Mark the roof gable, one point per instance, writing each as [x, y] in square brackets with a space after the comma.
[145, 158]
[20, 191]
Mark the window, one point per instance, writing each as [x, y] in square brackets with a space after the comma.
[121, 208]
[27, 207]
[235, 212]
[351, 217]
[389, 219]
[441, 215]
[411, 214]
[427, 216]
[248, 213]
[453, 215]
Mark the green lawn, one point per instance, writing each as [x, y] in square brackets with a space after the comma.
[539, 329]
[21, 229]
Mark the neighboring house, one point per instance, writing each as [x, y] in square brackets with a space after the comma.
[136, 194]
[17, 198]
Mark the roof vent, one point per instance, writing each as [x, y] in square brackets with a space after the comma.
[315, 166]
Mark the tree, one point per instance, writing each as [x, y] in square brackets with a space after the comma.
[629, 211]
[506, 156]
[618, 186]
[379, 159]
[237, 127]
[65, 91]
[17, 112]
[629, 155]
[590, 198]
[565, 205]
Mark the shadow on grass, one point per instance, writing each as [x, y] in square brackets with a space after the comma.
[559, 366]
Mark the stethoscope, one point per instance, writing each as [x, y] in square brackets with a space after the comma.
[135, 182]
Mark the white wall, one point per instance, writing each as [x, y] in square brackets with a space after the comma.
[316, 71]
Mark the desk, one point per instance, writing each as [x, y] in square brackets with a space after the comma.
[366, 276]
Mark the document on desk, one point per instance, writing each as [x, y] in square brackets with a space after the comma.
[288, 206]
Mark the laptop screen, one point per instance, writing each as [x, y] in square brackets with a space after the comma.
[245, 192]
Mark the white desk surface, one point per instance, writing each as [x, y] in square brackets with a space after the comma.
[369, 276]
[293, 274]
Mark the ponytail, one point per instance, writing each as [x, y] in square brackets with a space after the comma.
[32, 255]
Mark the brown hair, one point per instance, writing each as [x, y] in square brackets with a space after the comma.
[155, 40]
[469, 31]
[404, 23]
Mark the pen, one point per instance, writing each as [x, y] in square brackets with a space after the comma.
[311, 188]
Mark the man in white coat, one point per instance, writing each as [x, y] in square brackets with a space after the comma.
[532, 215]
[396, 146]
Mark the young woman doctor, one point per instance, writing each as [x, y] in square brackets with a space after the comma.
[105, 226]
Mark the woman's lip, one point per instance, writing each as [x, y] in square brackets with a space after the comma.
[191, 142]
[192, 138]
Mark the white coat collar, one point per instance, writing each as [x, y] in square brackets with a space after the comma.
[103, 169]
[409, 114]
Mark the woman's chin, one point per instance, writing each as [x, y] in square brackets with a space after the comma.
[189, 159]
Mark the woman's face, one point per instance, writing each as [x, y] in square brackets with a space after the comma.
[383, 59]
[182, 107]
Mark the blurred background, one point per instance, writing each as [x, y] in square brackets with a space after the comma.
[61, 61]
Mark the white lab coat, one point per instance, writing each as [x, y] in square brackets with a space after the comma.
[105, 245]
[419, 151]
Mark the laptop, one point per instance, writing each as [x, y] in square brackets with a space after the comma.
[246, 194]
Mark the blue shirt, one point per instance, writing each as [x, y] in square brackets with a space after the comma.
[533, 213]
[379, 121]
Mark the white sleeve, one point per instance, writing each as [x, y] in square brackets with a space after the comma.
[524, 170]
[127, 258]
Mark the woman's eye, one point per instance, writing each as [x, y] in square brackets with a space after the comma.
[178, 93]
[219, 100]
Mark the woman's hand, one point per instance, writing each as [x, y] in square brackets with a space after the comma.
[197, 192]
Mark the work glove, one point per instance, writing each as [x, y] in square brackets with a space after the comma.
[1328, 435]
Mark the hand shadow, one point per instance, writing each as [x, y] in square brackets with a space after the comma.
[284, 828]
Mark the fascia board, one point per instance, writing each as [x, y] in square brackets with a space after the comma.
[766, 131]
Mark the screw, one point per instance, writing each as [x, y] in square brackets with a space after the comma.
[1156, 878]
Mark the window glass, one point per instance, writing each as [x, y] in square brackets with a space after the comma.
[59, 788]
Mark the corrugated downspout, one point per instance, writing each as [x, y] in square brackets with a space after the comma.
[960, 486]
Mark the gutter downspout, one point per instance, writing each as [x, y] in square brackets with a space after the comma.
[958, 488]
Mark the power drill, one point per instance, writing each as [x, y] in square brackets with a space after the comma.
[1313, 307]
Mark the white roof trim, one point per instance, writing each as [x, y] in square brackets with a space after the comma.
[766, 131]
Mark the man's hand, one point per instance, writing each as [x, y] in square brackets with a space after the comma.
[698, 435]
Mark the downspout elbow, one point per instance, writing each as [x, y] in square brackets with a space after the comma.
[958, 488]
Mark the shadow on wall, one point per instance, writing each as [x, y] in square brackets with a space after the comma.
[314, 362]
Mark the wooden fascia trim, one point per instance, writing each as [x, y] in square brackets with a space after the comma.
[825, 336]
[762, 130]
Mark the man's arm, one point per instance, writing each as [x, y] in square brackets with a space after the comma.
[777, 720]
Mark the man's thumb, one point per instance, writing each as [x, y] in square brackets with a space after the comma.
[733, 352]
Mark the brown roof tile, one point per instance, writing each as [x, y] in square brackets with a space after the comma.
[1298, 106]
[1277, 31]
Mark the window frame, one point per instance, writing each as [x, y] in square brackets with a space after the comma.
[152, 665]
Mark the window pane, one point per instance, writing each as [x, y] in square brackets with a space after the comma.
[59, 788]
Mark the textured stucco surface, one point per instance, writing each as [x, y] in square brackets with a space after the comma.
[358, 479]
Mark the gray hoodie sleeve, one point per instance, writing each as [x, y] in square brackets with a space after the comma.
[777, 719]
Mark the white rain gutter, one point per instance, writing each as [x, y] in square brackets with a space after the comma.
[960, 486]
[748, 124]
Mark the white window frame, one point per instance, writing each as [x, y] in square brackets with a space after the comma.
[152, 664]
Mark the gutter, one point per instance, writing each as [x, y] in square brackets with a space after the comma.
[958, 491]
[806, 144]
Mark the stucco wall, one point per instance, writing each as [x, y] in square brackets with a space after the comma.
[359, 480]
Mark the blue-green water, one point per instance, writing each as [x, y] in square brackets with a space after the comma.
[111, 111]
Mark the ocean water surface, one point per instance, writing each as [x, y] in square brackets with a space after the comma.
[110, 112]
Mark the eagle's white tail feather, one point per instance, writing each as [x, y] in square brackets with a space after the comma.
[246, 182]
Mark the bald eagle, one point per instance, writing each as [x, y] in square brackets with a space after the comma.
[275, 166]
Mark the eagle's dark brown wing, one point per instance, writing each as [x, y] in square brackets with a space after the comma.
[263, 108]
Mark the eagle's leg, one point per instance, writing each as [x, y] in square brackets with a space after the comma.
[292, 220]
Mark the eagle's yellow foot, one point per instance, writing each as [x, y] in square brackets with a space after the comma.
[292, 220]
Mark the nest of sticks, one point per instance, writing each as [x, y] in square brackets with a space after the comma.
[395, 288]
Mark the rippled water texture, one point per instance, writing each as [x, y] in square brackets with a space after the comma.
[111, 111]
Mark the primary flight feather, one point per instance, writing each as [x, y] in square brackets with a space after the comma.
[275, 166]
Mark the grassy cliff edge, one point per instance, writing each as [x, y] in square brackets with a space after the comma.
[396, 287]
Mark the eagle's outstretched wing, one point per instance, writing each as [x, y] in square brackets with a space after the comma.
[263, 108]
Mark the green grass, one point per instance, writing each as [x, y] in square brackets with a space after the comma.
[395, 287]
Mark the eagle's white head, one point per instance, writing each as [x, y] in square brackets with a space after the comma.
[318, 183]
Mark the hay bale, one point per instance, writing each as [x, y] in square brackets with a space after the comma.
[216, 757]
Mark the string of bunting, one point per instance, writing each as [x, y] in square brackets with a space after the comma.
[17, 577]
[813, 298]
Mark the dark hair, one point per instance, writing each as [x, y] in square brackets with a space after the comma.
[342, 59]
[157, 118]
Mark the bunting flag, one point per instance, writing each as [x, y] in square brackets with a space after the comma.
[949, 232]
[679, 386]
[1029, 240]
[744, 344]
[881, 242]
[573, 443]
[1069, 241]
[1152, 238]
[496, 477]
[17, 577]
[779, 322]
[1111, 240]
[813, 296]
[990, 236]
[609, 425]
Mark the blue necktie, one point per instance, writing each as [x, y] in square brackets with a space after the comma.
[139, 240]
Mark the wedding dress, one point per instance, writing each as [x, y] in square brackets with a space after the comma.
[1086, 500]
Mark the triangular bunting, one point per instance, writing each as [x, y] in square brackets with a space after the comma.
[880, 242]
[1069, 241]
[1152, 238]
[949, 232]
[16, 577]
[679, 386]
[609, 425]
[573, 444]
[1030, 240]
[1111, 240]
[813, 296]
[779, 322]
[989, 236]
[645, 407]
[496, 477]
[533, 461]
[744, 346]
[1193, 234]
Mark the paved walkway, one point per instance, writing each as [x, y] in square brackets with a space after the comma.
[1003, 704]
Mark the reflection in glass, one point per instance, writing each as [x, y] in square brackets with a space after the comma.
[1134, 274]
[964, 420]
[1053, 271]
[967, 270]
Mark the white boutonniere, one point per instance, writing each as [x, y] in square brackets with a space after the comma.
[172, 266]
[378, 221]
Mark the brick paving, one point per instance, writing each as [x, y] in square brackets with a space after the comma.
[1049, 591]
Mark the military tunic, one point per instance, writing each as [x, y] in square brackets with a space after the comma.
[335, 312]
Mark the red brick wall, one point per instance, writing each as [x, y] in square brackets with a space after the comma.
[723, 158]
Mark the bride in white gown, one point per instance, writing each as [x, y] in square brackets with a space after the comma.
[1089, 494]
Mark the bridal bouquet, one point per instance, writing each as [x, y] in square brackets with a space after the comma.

STATED PROBLEM: Repeat exactly the lines from the one containing "Mark the brick" through the last line of the records above, both included, and nothing else.

RESPONSE TO THE TASK:
Mark the brick paving, one point per instance, writing each as [x, y] in square brackets with a space after the comma.
[1049, 591]
Mark the military tunic, one point per instance, writing each as [x, y] in square brackets with a space after the comma.
[335, 312]
Mark the red brick wall, one point per instance, writing each as [x, y] in square brackets with a space after the comma.
[723, 158]
Mark the bride in white gown, one point per instance, writing each as [x, y] in square brackets with a space after the comma.
[1089, 494]
Mark the bridal bouquet, one point per instance, writing each as [x, y] in square brackets with a space after the comma.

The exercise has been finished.